La Suprema Corte di Cassazione con Ord. Sez. L Num. 24446/ 2024

ha affermato tre principi di diritto rilevanti in tema di Pubblico impiego

privatizzato:

A)“quando un rapporto di collaborazione autonoma si risolva per

effetto di una manifestazione di volontà del collaboratore di

voler recedere dal rapporto, ovvero cessi per la sua naturale

scadenza, l’azione per l’accertamento della subordinazione e la

riammissione in servizio è esercitabile nei termini di

prescrizione, senza essere assoggettata al regime decadenziale

dell’art. 32, comma 3, l. n. 183/2010, poiché il regime in

questione si applica al solo caso di “recesso del committente” e

non è estensibile alle ipotesi in cui manchi del tutto un atto che

il lavoratore abbia interesse a contestare o confutare”;

 

B)ai fini della qualificabilità come rapporto di pubblico

impiego di un rapporto di lavoro prestato alle dipendenze di un

ente pubblico non economico, rileva che il dipendente risulti

effettivamente inserito nell’organizzazione pubblicistica ed

adibito ad un servizio rientrante nei fini istituzionali dell’ente

pubblico, non rilevando in senso contrario l’assenza di un atto

formale di nomina, che si tratti di un rapporto a termine e

nemmeno che il rapporto sia affetto da nullità per violazione

delle norme imperative sul divieto di nuove assunzioni”;

 

la Suprema Corte ha altresì, precisato che anche in relazione

ai contratti che intercorrono con le pubbliche amministrazioni,

formalmente qualificati di collaborazione coordinata e continuativa,

la sussistenza dell'elemento della subordinazione nell'ambito di un

contratto di lavoro va correttamente individuata sulla base di una serie

di indici sintomatici, comprovati dalle risultanze istruttorie, quali

la collaborazione, la continuità della prestazione lavorativa e l'inserimento

del lavoratore nell'organizzazione aziendale, da valutarsi criticamente

e complessivamente

 

C) “in tema di pubblico impiego contrattualizzato,

nell’ipotesi di contratto di lavoro formalmente autonomo,

del quale sia successivamente accertata la natura subordinata,

la prescrizione dei crediti retributivi decorre in costanza di rapporto,

attesa la mancanza di ogni aspettativa del lavoratore alla stabilità dell’impiego

e la conseguente inconfigurabilità di un “metus” in ordine alla

mancata continuazione del rapporto suscettibile di tutela”;

 

- si tratta di un principio coerente con quello recentemente

enunciato dalle Sezioni Unite di questa Corte con la sentenza n.

::::

* [Consegna 1] Secondo il testo sull'ordinanza della Cassazione, a quale solo caso si applica il regime decadenziale dell'art. 32, comma 3, l. n. 183/2010?
* [Consegna 2] Nel testo sull'ordinanza della Cassazione, elenca gli indici sintomatici indicati per individuare la sussistenza della subordinazione.

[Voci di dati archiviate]
::::

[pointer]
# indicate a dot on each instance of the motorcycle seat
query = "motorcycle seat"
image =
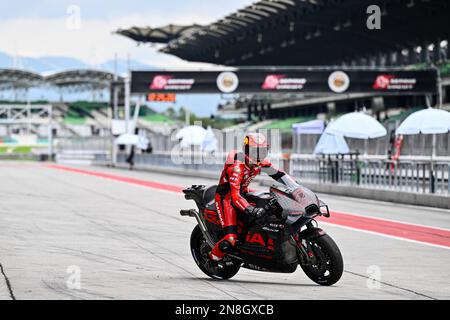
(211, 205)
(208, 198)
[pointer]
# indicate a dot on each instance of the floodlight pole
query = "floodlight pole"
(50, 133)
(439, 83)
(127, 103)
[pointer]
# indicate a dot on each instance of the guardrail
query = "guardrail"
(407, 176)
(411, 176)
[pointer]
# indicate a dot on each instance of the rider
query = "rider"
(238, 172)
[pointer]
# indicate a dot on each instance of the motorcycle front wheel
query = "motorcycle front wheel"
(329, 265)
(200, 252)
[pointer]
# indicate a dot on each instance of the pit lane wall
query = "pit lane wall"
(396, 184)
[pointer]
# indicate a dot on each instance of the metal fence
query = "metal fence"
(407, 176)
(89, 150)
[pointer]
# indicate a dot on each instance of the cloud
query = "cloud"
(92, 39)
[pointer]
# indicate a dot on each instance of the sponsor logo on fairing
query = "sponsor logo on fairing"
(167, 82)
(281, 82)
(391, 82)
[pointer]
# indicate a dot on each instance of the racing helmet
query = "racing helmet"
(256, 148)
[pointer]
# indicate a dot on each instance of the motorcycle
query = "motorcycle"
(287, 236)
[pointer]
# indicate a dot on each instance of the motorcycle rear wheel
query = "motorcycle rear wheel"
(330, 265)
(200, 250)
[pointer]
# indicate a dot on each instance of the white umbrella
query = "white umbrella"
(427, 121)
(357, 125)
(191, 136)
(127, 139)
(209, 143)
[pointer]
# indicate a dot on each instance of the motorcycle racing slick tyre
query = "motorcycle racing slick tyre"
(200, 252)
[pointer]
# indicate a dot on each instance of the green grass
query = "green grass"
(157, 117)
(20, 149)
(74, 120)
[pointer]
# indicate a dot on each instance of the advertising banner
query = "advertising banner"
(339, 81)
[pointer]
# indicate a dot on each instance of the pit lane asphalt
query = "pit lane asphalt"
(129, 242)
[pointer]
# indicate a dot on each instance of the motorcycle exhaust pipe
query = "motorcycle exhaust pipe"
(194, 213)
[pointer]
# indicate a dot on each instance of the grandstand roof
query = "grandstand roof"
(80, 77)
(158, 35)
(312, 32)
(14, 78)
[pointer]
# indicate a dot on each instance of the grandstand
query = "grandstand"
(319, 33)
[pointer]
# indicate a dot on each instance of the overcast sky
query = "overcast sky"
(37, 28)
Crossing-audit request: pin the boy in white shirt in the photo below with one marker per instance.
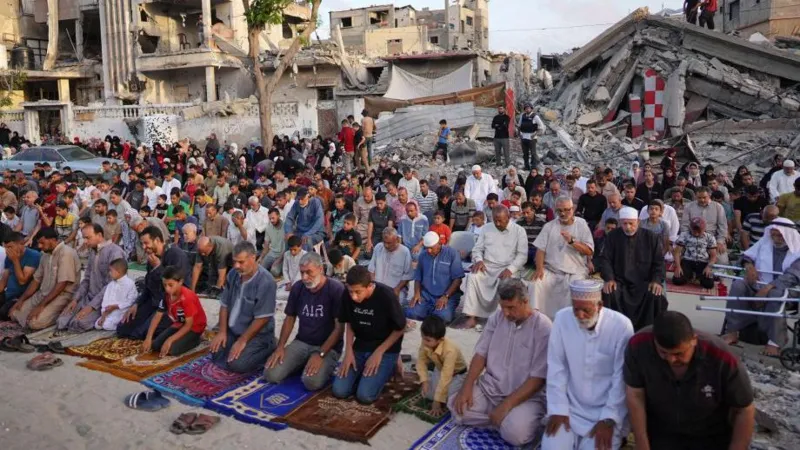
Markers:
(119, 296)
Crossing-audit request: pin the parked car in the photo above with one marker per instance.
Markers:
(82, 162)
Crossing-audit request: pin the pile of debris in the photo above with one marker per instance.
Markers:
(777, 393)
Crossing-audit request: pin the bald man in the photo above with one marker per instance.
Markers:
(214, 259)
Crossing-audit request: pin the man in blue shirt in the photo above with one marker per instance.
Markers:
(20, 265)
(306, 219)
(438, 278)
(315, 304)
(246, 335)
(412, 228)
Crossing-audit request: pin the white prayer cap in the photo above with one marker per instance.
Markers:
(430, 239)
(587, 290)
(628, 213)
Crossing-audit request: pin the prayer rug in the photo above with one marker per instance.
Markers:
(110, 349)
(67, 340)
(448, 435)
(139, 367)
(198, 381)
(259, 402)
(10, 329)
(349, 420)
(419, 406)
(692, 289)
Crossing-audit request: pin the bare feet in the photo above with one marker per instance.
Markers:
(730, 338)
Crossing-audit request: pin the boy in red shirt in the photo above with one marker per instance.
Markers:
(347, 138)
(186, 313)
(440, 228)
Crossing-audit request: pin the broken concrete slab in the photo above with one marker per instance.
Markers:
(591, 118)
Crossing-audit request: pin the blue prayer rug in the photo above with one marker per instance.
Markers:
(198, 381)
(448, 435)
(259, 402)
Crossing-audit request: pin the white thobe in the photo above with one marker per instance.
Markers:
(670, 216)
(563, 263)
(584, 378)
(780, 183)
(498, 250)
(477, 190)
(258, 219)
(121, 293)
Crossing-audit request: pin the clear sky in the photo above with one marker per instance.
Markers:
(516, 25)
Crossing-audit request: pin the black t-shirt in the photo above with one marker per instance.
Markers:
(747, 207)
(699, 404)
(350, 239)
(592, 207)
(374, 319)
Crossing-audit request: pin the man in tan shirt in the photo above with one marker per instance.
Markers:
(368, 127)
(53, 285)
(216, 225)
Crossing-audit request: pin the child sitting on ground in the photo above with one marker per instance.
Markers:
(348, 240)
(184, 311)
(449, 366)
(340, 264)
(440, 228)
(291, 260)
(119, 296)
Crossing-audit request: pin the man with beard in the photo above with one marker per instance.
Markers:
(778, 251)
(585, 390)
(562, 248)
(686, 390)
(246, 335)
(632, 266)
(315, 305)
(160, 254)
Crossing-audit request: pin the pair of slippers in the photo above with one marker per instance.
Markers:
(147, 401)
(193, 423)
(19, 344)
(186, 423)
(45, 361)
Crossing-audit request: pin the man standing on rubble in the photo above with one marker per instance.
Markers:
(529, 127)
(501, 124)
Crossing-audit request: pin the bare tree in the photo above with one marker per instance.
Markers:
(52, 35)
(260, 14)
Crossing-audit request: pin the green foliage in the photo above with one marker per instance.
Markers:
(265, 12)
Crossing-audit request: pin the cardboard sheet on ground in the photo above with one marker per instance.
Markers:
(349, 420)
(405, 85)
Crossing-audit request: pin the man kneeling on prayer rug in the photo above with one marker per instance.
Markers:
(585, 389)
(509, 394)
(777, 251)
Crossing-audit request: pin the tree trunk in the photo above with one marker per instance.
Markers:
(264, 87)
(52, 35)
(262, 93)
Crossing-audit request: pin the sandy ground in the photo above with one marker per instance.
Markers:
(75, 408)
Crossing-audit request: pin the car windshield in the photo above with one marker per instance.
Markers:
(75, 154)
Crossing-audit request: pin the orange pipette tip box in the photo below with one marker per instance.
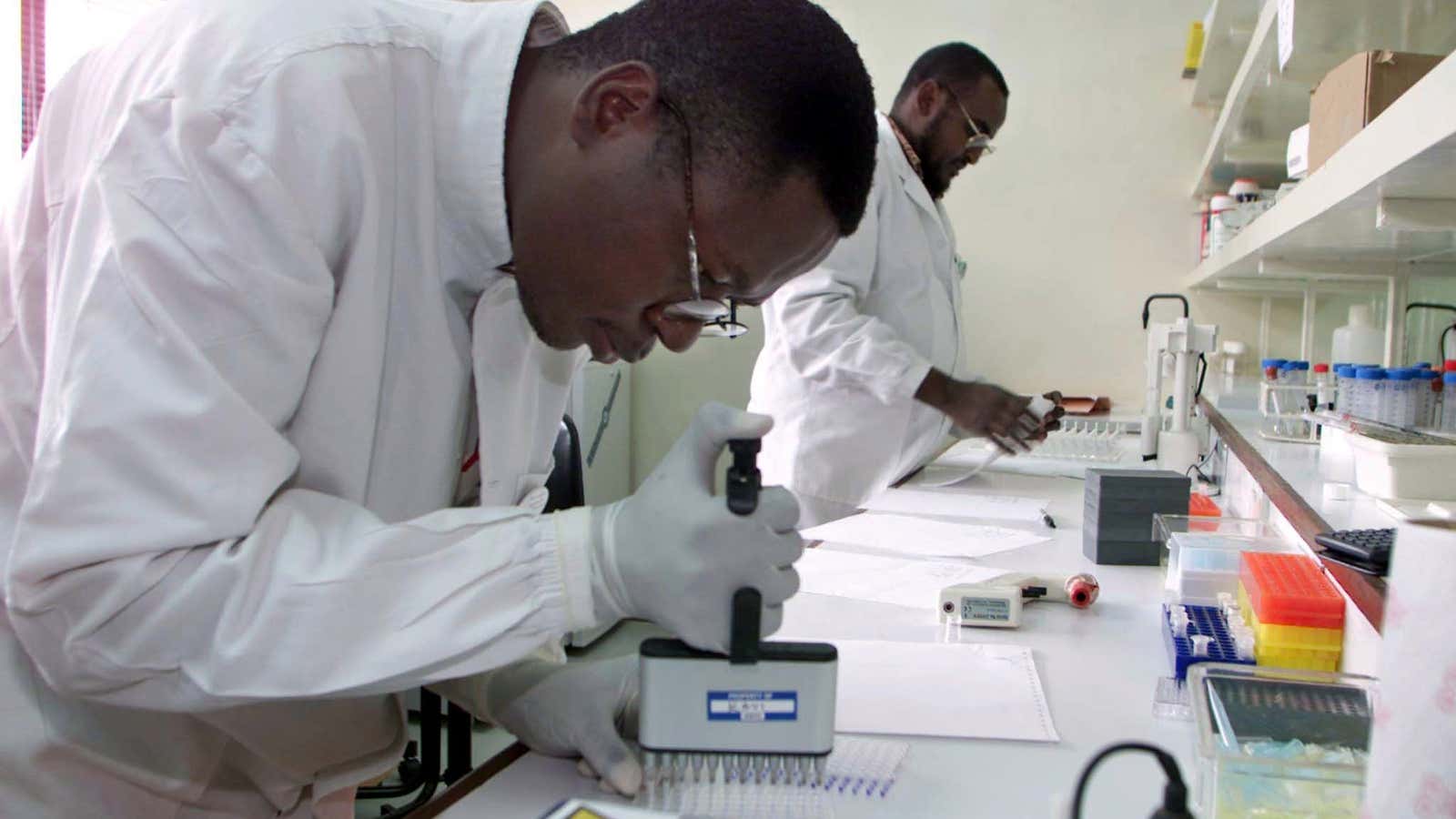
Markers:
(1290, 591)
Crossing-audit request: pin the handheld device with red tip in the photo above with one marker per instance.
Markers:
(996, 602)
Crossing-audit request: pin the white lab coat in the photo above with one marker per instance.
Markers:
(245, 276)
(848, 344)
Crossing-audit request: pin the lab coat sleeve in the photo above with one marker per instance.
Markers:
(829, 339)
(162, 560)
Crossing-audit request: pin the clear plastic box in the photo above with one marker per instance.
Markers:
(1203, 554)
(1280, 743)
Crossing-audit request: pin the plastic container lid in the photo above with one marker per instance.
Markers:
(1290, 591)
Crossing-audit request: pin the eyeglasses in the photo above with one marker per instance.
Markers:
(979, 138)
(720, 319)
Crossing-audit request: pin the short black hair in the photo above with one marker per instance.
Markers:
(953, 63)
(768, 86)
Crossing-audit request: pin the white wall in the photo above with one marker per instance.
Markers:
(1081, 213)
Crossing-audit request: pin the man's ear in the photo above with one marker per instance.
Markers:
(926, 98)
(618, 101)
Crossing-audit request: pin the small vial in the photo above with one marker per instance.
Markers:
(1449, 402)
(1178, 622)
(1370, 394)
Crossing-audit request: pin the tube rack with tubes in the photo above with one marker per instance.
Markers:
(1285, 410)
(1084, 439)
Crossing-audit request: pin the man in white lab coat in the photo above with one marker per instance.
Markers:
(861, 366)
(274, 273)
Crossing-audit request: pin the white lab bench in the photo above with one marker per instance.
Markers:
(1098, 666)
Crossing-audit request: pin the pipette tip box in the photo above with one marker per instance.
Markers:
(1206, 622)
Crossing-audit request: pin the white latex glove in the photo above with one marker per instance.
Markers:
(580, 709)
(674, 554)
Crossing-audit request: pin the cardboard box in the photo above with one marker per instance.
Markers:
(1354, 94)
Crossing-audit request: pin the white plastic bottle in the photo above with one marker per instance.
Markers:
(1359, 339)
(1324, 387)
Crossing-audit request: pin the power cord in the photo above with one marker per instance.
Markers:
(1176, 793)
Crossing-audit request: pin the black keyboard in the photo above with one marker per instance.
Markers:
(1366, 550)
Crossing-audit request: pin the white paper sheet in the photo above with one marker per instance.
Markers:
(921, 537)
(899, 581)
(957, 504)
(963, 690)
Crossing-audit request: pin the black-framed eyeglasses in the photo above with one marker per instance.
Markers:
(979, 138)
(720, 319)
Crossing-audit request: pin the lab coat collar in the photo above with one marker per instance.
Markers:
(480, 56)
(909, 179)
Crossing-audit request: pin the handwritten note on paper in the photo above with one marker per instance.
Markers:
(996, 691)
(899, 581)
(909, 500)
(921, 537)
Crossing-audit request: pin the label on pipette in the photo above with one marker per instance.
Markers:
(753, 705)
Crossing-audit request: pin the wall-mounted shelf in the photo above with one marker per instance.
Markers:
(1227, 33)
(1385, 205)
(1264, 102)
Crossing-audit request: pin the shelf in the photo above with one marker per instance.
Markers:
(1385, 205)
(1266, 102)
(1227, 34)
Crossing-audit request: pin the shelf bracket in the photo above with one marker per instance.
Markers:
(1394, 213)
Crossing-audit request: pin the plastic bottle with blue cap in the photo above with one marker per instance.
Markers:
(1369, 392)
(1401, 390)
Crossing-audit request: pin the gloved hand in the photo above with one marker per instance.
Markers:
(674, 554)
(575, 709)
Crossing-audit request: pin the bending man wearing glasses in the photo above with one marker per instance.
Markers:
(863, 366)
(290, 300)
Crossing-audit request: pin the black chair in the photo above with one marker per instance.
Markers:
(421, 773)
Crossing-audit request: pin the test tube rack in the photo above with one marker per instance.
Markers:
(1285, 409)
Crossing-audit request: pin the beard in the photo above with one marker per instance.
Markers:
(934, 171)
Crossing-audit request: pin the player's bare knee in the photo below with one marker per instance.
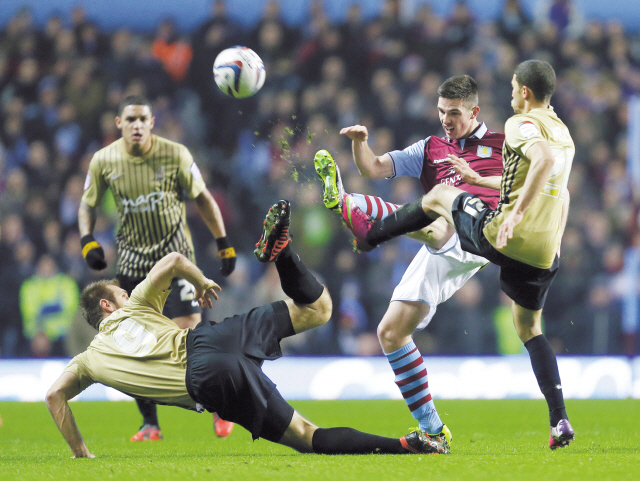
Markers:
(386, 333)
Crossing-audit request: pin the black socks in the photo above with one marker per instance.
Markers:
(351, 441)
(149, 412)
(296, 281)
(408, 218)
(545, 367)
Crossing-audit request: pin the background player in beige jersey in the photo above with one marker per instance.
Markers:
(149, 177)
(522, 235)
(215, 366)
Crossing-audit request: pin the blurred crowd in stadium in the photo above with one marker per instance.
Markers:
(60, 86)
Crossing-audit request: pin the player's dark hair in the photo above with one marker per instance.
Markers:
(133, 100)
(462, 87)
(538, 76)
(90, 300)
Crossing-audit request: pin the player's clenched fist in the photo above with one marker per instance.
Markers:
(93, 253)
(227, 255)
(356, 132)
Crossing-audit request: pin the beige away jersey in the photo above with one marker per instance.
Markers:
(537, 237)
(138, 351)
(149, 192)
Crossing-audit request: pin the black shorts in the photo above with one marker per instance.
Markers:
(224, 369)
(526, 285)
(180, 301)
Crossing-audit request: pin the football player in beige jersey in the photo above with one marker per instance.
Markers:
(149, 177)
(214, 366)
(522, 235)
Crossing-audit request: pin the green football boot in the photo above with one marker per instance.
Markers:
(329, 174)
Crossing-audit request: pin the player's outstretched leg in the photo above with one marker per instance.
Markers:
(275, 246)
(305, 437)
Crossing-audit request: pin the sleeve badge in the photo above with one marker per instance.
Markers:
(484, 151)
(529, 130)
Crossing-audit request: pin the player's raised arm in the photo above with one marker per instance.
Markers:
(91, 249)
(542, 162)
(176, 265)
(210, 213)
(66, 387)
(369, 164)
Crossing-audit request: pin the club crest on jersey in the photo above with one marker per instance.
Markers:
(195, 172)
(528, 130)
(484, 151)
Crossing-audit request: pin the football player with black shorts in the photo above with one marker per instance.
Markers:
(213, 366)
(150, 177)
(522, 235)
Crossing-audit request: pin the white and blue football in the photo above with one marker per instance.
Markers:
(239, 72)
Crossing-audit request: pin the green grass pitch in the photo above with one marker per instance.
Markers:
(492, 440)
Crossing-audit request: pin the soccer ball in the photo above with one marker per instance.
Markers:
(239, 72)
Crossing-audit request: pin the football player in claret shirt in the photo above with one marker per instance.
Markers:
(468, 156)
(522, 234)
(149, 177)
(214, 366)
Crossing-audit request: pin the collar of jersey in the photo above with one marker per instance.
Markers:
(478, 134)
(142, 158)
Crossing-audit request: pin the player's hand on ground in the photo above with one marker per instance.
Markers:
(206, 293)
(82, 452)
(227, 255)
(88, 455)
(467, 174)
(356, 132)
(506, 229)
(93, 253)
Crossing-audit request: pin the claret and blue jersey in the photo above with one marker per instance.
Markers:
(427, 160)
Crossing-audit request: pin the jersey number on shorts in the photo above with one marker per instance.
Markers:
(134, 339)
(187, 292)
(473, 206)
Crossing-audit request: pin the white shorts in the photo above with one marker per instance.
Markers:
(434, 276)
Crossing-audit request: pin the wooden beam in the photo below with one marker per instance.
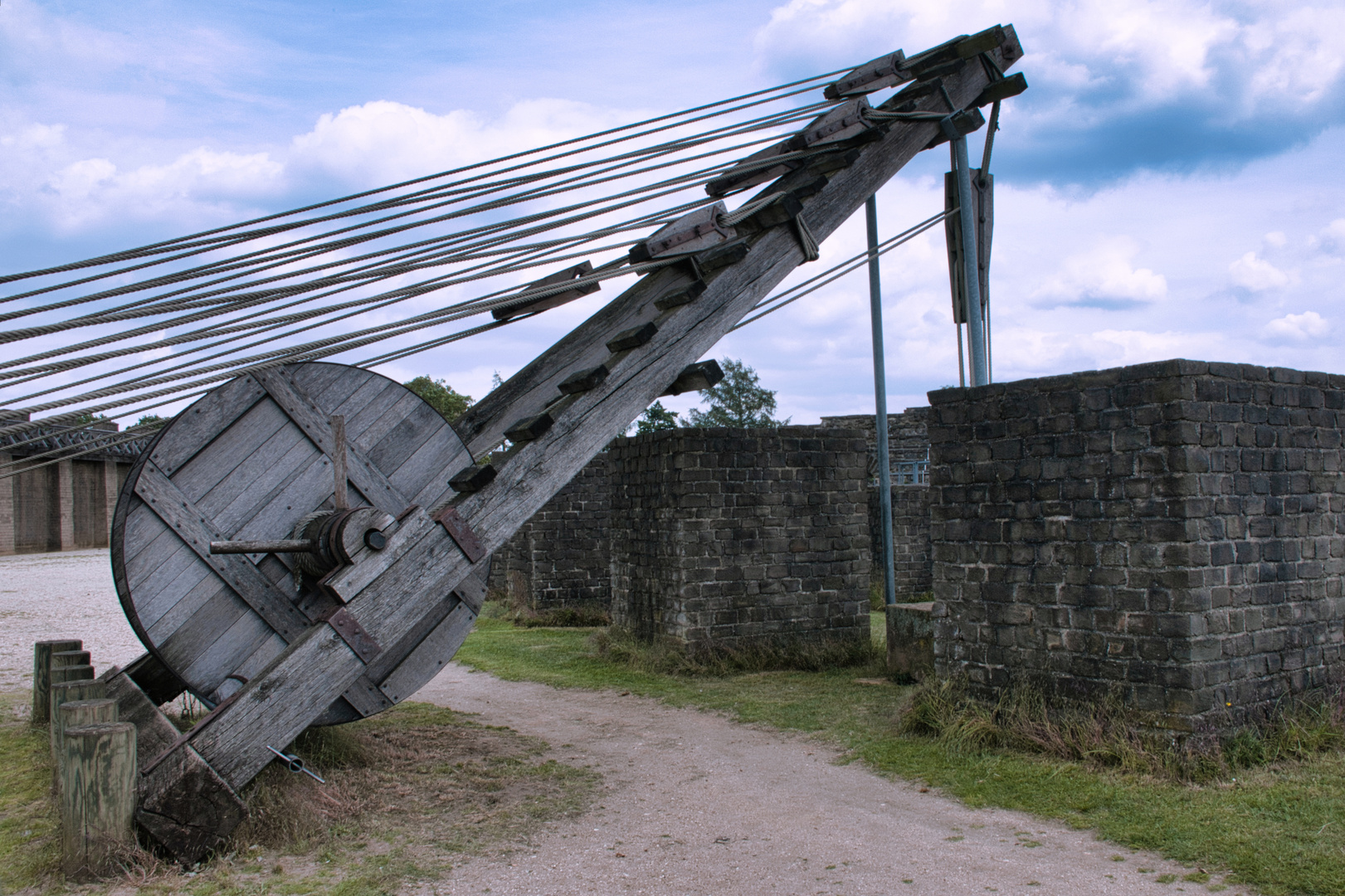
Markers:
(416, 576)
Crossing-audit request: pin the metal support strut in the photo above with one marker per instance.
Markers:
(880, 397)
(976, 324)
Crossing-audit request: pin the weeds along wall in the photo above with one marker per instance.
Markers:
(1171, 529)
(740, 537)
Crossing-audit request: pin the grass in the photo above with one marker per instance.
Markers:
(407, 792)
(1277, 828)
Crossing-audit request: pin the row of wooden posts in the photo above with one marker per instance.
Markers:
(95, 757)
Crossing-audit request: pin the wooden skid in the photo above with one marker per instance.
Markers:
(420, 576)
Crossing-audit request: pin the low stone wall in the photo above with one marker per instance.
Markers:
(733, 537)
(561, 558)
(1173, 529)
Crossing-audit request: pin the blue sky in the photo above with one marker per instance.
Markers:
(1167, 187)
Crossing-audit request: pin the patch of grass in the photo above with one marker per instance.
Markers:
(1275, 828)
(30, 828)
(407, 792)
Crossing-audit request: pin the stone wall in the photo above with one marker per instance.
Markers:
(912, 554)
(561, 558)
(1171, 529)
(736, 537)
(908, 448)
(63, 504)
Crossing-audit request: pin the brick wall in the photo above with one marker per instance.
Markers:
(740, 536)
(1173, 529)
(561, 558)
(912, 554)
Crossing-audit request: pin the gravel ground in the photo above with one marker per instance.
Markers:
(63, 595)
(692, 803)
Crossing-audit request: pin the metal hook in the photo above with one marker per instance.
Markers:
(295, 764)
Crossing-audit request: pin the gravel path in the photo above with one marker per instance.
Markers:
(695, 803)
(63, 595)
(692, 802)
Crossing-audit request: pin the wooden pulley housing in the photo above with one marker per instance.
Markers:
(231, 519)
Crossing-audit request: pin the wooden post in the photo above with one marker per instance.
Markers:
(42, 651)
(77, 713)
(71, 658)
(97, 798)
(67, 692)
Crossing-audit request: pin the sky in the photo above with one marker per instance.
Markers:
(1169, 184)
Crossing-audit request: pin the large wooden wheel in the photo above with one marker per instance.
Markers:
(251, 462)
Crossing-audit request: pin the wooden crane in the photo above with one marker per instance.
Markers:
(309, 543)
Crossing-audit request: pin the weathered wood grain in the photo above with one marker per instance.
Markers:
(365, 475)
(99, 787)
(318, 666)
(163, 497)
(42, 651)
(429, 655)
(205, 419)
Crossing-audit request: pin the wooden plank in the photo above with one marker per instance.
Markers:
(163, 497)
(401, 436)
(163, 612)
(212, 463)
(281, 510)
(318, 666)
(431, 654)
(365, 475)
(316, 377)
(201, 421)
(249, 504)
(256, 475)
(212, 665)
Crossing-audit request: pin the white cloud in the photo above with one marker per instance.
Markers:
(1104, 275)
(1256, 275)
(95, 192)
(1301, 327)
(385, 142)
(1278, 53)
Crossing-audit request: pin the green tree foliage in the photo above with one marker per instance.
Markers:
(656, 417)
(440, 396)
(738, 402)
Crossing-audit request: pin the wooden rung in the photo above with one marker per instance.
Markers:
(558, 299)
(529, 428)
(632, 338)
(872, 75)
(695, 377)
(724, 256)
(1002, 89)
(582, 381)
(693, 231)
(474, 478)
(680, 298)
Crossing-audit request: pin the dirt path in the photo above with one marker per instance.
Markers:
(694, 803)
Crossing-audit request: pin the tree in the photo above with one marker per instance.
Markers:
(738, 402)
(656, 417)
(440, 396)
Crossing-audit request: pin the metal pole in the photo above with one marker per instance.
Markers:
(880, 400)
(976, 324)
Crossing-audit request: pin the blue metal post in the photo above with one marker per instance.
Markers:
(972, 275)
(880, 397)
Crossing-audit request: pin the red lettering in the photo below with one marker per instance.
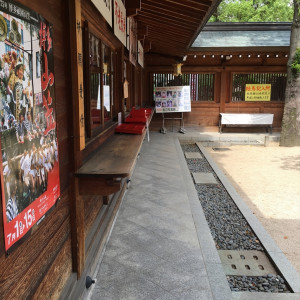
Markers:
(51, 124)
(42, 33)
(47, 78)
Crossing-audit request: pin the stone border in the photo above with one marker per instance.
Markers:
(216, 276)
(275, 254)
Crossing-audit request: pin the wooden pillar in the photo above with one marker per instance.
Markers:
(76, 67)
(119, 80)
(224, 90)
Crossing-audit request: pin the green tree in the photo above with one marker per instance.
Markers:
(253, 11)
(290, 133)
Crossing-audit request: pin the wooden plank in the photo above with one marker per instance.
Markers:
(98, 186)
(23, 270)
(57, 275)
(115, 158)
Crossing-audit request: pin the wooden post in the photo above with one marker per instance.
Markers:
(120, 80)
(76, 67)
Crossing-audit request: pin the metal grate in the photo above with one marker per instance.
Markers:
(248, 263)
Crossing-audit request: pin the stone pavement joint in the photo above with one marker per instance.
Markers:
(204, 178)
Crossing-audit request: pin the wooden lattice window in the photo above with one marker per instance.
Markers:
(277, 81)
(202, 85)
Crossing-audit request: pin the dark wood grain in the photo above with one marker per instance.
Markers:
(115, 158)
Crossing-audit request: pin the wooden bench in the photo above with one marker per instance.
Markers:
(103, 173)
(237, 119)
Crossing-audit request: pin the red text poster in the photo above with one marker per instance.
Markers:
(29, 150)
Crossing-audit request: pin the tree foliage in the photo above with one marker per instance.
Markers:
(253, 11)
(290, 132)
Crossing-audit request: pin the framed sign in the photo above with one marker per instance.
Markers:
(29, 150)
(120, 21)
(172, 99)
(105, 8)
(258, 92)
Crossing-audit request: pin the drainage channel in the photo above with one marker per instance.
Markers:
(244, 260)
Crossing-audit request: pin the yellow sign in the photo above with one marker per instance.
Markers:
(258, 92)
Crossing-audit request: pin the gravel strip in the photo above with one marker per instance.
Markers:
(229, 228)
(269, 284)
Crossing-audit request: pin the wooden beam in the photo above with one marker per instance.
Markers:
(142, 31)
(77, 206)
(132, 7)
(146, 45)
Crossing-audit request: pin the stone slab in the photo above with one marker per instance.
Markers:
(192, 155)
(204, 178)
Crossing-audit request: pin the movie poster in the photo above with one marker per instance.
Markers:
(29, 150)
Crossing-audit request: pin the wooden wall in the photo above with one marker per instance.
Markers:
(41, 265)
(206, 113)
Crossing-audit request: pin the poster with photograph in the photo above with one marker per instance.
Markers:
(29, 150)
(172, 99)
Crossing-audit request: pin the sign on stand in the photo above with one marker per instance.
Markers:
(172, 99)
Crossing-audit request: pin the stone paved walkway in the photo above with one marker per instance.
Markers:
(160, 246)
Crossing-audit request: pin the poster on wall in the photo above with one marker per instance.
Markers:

::::

* [Soluzione dell'esercizio 1] Al solo caso di "recesso del committente".

* [Soluzione dell'esercizio 2]
- la collaborazione
- la continuità della prestazione lavorativa
- l'inserimento del lavoratore nell'organizzazione aziendale